▸ **TASK PROMPT**
Count the lines in the entries below that contain the string "soldier", treating uppercase and lowercase letters as distinct, and report only that number.

▸ **GIVEN RECORDS**
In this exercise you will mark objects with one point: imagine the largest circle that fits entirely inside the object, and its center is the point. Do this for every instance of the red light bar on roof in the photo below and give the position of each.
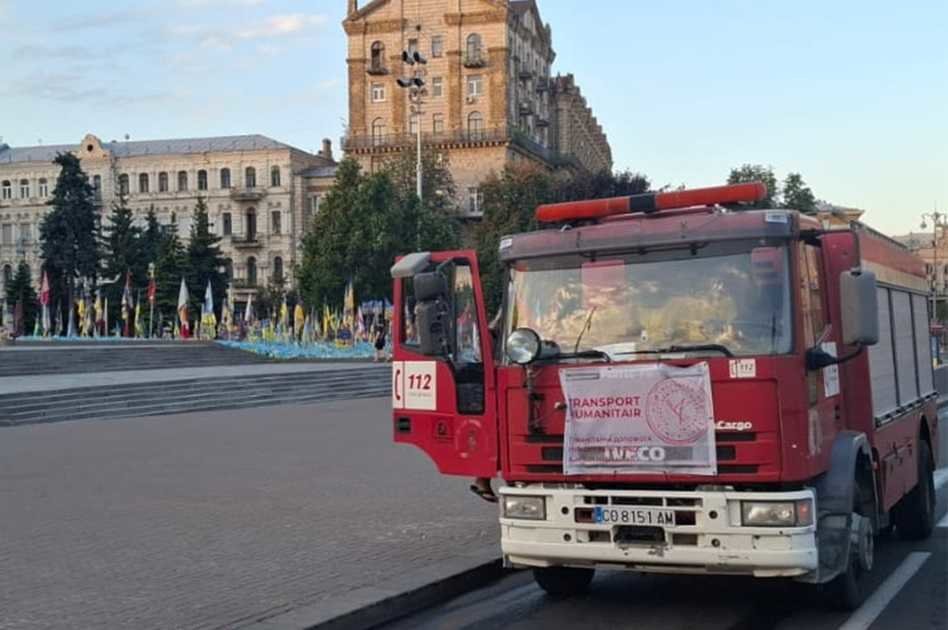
(650, 202)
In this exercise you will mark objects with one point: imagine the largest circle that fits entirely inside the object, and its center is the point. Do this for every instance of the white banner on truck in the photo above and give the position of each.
(642, 419)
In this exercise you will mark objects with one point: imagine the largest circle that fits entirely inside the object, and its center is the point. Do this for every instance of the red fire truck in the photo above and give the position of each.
(675, 385)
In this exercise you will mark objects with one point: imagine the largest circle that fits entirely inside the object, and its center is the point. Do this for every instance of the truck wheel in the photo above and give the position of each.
(562, 582)
(914, 515)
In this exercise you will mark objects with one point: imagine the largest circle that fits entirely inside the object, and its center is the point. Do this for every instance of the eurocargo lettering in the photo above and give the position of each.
(677, 384)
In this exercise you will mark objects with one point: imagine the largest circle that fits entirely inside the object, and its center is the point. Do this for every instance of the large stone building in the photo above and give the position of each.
(488, 99)
(260, 194)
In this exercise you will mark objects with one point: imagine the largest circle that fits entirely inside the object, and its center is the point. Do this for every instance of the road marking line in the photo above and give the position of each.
(941, 478)
(873, 607)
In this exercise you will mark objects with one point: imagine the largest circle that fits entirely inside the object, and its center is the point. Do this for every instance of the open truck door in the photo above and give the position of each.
(443, 377)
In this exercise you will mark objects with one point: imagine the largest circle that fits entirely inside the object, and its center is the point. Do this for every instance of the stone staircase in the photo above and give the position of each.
(205, 394)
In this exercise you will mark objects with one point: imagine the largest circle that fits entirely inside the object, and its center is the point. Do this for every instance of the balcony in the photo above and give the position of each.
(474, 59)
(254, 193)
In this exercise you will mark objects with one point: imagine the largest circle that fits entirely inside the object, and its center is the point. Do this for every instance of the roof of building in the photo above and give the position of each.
(136, 148)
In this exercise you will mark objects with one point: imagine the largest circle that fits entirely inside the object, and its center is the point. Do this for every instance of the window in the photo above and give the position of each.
(250, 225)
(475, 200)
(475, 85)
(378, 56)
(473, 50)
(252, 271)
(378, 92)
(275, 222)
(278, 270)
(475, 125)
(378, 131)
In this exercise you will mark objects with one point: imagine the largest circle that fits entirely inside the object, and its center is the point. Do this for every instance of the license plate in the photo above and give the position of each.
(633, 516)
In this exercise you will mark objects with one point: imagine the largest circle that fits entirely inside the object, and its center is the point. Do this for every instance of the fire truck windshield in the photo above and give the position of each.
(733, 294)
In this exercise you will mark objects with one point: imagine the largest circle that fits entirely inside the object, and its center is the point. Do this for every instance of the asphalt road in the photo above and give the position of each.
(644, 602)
(216, 520)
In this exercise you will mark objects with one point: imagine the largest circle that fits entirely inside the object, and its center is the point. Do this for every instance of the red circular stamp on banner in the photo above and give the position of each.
(676, 412)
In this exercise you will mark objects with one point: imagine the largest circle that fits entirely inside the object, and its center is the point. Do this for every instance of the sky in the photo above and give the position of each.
(851, 94)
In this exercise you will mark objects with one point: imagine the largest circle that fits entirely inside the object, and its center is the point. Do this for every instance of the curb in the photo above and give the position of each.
(388, 607)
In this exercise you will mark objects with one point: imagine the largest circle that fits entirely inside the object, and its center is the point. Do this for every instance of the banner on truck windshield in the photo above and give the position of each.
(642, 419)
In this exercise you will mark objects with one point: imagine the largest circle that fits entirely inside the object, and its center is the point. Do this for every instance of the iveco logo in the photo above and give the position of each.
(733, 425)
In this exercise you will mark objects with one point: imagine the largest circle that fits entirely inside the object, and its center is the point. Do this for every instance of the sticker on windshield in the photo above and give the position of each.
(743, 368)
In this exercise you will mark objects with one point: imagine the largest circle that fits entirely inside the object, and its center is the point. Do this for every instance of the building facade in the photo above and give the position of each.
(488, 99)
(260, 195)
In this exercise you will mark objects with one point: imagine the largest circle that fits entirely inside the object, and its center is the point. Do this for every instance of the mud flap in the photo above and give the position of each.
(835, 490)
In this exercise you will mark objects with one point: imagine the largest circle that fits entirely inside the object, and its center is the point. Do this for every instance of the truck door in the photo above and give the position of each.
(824, 418)
(443, 379)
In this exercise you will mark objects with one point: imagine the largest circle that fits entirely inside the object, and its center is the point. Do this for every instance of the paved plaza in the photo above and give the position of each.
(212, 520)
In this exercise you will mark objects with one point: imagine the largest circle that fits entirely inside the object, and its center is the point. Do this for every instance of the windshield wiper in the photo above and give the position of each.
(715, 347)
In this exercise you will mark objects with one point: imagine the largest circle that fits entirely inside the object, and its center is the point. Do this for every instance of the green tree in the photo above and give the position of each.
(797, 195)
(20, 291)
(121, 248)
(171, 264)
(205, 262)
(364, 222)
(758, 173)
(69, 232)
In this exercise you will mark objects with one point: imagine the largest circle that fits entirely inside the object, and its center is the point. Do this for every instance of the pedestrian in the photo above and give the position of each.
(379, 338)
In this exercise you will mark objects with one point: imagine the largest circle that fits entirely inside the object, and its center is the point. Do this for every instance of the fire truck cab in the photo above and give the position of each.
(672, 386)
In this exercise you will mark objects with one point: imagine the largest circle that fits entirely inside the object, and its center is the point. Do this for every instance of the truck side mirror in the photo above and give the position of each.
(859, 307)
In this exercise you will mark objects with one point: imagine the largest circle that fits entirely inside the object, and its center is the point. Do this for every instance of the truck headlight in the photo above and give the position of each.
(777, 513)
(530, 508)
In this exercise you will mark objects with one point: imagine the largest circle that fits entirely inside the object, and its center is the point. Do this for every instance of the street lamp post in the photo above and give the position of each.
(939, 221)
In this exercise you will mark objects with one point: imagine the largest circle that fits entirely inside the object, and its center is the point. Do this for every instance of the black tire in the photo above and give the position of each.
(563, 582)
(914, 515)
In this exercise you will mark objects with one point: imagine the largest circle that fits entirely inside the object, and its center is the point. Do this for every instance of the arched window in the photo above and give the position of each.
(378, 131)
(252, 272)
(250, 223)
(278, 270)
(276, 226)
(475, 125)
(473, 49)
(378, 56)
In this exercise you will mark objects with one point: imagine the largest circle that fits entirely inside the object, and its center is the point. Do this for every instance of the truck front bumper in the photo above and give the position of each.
(708, 537)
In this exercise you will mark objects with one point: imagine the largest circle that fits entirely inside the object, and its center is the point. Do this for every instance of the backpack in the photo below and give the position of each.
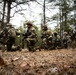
(12, 33)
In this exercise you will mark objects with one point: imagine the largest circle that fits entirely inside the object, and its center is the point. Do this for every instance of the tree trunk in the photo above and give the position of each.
(44, 13)
(2, 23)
(8, 11)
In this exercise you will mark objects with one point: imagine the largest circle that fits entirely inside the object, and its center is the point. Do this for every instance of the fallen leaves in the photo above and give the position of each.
(55, 62)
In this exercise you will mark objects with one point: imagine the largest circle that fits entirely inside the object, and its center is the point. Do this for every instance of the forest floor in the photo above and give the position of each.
(44, 62)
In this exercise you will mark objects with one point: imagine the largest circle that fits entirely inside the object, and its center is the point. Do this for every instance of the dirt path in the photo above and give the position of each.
(52, 62)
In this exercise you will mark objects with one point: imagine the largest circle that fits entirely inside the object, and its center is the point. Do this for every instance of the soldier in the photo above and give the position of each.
(56, 40)
(11, 37)
(46, 37)
(65, 39)
(30, 36)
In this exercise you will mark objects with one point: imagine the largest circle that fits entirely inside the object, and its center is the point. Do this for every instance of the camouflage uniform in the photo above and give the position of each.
(56, 40)
(11, 37)
(65, 40)
(46, 37)
(30, 36)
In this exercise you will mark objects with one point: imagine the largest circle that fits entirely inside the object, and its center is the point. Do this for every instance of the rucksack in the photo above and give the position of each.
(12, 32)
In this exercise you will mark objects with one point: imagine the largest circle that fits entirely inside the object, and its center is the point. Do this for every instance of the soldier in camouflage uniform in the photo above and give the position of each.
(11, 37)
(56, 40)
(65, 39)
(46, 37)
(30, 36)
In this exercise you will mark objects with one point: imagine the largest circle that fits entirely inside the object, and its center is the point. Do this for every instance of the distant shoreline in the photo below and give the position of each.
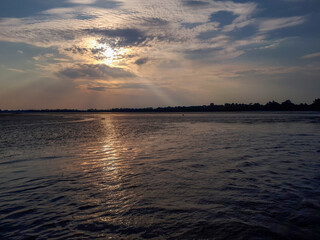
(227, 107)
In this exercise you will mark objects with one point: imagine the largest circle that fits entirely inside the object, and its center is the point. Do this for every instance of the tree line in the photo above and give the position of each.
(227, 107)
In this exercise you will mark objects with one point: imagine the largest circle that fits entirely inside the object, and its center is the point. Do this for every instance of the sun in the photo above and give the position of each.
(105, 53)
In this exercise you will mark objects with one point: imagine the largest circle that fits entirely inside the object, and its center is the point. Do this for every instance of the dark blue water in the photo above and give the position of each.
(160, 176)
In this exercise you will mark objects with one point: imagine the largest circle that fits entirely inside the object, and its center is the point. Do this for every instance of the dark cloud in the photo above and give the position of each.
(193, 3)
(122, 37)
(94, 71)
(98, 89)
(155, 22)
(202, 54)
(141, 61)
(119, 86)
(23, 8)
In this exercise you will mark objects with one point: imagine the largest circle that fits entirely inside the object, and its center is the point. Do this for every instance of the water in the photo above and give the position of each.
(160, 176)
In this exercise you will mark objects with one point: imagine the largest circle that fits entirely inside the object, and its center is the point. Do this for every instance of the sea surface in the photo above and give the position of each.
(160, 176)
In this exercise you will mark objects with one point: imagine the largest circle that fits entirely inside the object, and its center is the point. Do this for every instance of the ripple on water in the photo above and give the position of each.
(160, 176)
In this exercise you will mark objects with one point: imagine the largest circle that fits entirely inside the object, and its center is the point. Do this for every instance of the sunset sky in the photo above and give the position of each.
(140, 53)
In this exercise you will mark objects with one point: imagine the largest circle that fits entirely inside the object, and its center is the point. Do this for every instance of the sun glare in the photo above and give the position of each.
(104, 53)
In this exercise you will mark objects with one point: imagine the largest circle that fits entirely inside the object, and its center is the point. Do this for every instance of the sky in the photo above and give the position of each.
(148, 53)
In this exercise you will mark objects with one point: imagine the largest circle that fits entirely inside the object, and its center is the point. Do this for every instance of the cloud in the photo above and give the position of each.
(16, 70)
(120, 37)
(118, 86)
(141, 61)
(312, 55)
(278, 23)
(82, 1)
(94, 71)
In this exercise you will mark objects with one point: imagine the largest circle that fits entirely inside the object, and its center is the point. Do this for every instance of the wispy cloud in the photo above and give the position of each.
(278, 23)
(312, 55)
(16, 70)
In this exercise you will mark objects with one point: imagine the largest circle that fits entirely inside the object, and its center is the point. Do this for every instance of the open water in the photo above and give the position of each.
(160, 176)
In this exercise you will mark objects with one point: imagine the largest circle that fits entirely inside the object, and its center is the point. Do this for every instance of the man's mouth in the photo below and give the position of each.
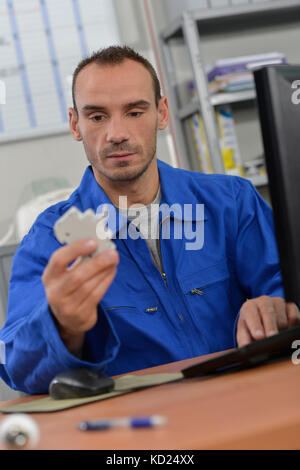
(120, 155)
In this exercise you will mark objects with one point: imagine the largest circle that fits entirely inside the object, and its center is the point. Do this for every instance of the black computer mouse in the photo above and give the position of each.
(79, 383)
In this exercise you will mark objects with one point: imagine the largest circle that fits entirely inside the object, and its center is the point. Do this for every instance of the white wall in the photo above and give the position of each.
(59, 155)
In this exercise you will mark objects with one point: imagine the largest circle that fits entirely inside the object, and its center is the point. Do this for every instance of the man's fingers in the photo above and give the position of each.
(268, 315)
(96, 294)
(252, 320)
(76, 298)
(243, 336)
(81, 272)
(293, 314)
(281, 313)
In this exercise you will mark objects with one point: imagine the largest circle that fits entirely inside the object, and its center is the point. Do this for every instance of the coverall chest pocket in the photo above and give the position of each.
(207, 297)
(135, 322)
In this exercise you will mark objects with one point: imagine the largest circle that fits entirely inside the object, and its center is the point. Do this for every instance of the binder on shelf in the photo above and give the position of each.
(228, 142)
(200, 143)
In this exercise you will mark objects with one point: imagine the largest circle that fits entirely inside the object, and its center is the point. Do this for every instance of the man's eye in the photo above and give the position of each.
(97, 118)
(135, 113)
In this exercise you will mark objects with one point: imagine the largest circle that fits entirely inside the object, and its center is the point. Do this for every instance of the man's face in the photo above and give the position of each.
(117, 119)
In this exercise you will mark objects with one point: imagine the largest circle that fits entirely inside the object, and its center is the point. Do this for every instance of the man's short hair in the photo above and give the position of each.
(115, 55)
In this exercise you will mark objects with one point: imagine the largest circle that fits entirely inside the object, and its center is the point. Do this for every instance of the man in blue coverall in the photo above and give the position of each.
(150, 301)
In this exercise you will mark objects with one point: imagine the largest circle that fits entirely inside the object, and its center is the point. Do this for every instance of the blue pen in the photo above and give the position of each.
(128, 422)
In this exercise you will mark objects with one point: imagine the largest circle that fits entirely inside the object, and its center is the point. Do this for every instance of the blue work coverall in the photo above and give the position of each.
(145, 319)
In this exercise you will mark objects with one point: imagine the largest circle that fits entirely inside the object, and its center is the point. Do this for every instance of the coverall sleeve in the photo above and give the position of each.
(256, 252)
(34, 351)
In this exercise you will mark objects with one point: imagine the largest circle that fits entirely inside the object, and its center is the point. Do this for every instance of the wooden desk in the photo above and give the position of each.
(251, 409)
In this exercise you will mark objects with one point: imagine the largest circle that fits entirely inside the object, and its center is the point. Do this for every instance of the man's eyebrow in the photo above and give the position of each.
(132, 104)
(138, 104)
(92, 107)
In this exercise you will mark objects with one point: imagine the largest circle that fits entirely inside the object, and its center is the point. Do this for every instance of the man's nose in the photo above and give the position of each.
(117, 131)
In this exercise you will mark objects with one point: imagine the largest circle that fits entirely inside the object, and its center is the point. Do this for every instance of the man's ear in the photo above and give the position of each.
(73, 123)
(163, 113)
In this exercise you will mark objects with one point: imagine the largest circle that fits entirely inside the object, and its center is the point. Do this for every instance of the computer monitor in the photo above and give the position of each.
(278, 98)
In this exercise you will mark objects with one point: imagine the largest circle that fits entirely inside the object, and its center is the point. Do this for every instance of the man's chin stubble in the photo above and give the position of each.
(127, 176)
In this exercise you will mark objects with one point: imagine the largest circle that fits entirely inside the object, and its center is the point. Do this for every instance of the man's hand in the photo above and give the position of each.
(74, 292)
(265, 316)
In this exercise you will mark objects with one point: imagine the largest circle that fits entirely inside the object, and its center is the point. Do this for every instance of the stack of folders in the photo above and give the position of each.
(235, 74)
(227, 139)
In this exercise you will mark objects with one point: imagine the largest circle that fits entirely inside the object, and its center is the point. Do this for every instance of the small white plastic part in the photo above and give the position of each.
(19, 431)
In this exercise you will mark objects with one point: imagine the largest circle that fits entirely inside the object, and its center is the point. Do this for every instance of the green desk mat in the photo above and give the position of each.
(123, 385)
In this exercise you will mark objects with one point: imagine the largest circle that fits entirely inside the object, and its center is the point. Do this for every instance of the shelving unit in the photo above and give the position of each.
(191, 28)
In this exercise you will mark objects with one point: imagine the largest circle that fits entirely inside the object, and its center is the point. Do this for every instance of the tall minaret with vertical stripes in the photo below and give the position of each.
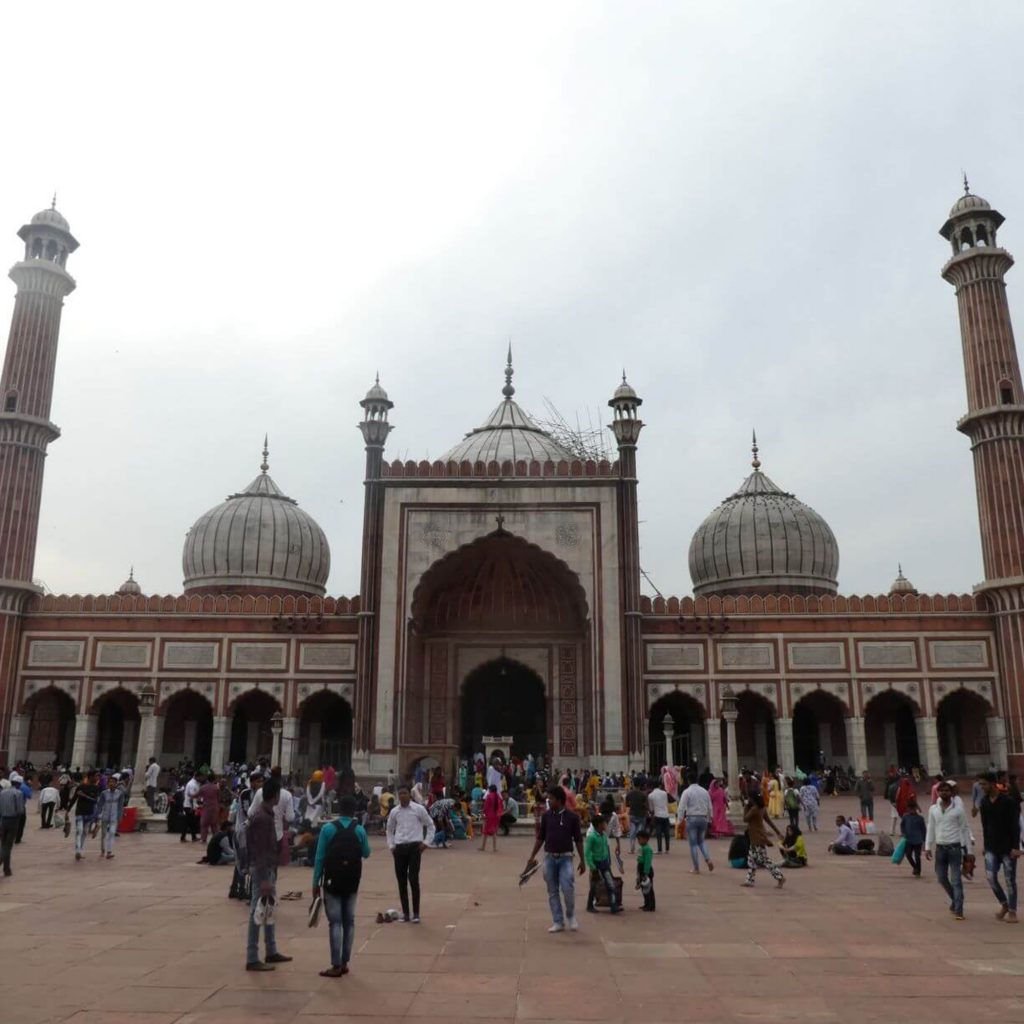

▸ **IN RESPONSE**
2